What you are asked to do:
From the line containing "Your task: point to each instance of the blue" to the last line of the records, reproduce every line exactly and print nothing else.

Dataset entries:
###

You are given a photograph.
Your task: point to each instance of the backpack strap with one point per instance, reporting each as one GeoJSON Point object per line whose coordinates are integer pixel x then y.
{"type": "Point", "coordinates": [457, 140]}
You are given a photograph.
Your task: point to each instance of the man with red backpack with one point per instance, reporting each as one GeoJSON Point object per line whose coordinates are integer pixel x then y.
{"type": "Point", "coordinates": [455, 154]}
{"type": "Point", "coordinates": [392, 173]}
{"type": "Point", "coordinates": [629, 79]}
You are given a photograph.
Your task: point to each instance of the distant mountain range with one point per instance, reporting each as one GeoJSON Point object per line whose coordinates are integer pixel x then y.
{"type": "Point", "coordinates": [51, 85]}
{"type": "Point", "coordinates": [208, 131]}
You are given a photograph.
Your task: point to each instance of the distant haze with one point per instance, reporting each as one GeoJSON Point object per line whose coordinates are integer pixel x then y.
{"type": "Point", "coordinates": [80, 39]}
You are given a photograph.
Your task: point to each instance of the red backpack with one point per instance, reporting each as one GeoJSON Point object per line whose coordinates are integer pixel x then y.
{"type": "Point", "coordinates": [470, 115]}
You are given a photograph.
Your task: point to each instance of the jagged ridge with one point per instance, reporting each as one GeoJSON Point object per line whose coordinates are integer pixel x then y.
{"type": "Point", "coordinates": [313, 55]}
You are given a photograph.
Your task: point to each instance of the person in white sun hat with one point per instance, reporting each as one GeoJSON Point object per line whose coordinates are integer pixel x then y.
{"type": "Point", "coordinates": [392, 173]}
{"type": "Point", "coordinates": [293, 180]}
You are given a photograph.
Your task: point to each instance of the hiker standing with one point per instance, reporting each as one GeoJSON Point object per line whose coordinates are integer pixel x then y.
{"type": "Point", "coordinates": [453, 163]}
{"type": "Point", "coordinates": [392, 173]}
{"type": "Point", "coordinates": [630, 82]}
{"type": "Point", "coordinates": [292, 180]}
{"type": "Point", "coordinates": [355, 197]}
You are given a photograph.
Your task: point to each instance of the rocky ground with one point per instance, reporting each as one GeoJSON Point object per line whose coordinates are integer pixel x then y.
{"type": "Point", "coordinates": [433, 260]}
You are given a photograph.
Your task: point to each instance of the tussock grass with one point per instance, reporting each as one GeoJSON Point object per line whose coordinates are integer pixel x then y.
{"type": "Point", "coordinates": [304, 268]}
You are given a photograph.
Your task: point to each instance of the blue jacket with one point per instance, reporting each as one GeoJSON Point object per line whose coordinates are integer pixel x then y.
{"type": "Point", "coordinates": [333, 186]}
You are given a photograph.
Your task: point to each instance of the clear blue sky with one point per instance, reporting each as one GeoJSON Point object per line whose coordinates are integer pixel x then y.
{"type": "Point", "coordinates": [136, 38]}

###

Output of the exercise:
Your task: point to each instance of the blue jacket with one point per instance, reporting each as one GeoJSON Point object per line whose coordinates are integer pixel x then y.
{"type": "Point", "coordinates": [333, 186]}
You are given a photograph.
Your task: point to each instance of the clear blue sky with one point per instance, reporting each as one GeoJSON Point object per line whose coordinates are integer pixel x then y.
{"type": "Point", "coordinates": [136, 38]}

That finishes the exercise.